-- Activity --
Everything in the data below is left aside except the lines from the one containing "Target: purple flower" through the one containing "172, row 493."; repeat those exactly.

_ _ _ _ _ _ _

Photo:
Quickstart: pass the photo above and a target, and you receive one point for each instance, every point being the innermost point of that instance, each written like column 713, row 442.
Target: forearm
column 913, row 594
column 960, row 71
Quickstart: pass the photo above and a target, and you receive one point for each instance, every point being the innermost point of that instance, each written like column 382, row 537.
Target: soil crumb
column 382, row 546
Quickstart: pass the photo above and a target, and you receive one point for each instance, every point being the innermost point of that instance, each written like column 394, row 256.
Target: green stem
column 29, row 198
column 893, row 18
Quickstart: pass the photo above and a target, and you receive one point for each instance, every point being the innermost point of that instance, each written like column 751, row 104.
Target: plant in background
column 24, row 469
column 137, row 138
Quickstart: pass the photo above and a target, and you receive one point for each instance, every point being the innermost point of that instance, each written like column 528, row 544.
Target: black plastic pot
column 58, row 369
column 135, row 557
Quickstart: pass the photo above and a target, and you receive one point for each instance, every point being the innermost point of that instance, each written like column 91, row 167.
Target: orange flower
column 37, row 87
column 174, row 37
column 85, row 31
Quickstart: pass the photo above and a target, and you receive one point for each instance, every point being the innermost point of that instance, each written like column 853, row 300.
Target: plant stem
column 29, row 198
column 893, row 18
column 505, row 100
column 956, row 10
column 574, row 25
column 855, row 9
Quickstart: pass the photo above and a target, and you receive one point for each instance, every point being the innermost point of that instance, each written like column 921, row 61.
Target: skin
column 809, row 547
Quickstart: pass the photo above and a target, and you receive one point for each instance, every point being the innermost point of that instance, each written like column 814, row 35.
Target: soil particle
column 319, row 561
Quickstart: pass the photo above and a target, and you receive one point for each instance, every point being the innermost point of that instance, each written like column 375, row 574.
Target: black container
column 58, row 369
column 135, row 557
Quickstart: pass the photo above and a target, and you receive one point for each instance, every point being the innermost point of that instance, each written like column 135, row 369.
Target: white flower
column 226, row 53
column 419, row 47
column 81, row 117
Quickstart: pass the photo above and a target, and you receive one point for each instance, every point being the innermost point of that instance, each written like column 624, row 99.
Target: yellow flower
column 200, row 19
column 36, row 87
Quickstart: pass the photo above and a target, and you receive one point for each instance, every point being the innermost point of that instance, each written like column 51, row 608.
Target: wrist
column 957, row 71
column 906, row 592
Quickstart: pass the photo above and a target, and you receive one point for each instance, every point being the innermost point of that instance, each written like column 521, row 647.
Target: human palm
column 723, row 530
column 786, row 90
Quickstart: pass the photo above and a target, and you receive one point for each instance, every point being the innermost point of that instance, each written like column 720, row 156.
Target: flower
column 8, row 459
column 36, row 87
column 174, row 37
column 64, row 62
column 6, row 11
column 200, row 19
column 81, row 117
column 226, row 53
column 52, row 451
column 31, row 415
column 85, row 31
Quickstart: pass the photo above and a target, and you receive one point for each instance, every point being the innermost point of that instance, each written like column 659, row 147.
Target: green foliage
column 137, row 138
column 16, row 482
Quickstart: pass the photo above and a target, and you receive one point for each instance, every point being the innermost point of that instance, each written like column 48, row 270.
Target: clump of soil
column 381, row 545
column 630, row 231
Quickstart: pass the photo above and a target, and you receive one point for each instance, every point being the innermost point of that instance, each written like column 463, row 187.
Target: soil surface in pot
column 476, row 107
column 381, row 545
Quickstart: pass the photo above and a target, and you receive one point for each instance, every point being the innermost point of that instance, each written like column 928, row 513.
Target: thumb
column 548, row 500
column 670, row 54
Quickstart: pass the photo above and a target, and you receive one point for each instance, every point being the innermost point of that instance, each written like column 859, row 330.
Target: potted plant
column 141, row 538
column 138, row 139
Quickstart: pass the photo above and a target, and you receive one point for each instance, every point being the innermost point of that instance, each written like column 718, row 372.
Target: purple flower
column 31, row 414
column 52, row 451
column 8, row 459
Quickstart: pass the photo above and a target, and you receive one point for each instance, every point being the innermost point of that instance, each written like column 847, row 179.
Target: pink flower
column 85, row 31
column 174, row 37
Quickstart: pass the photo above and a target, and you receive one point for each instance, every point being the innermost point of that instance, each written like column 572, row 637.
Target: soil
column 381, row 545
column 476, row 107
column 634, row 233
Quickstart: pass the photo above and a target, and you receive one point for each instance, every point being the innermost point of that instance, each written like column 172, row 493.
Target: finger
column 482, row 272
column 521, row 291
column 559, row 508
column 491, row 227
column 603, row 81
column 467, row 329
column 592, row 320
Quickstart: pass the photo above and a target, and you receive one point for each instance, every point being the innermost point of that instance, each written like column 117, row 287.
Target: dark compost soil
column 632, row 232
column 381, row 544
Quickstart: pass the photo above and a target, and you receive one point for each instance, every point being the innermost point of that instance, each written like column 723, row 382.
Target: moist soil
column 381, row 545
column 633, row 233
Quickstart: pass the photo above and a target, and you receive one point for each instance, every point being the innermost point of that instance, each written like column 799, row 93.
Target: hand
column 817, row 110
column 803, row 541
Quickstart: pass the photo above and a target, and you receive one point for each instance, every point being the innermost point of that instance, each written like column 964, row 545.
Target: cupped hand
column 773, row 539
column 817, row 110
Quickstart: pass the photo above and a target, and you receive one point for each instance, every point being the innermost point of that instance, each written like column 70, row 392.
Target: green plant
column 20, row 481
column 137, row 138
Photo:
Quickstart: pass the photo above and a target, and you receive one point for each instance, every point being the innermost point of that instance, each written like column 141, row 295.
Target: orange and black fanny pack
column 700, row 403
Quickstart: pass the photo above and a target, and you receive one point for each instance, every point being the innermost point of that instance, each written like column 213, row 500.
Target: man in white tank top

_ _ _ _ _ _ _

-- Your response --
Target: purple flower
column 31, row 414
column 52, row 451
column 8, row 459
Quickstart: pass the photo above and a target, and you receive one point for each instance, every point being the innermost point of that instance, each written like column 847, row 179.
Target: pink flower
column 85, row 31
column 174, row 37
Quickstart: pass the photo above and a target, and you receive one point for each instance, every point being the innermost point of that instance, each written like column 572, row 637.
Target: soil
column 381, row 545
column 476, row 107
column 634, row 233
Quickstart: pass the photo above and a target, and you receive one point for each instance, every point being the innermost point of that instance, each written like column 172, row 493.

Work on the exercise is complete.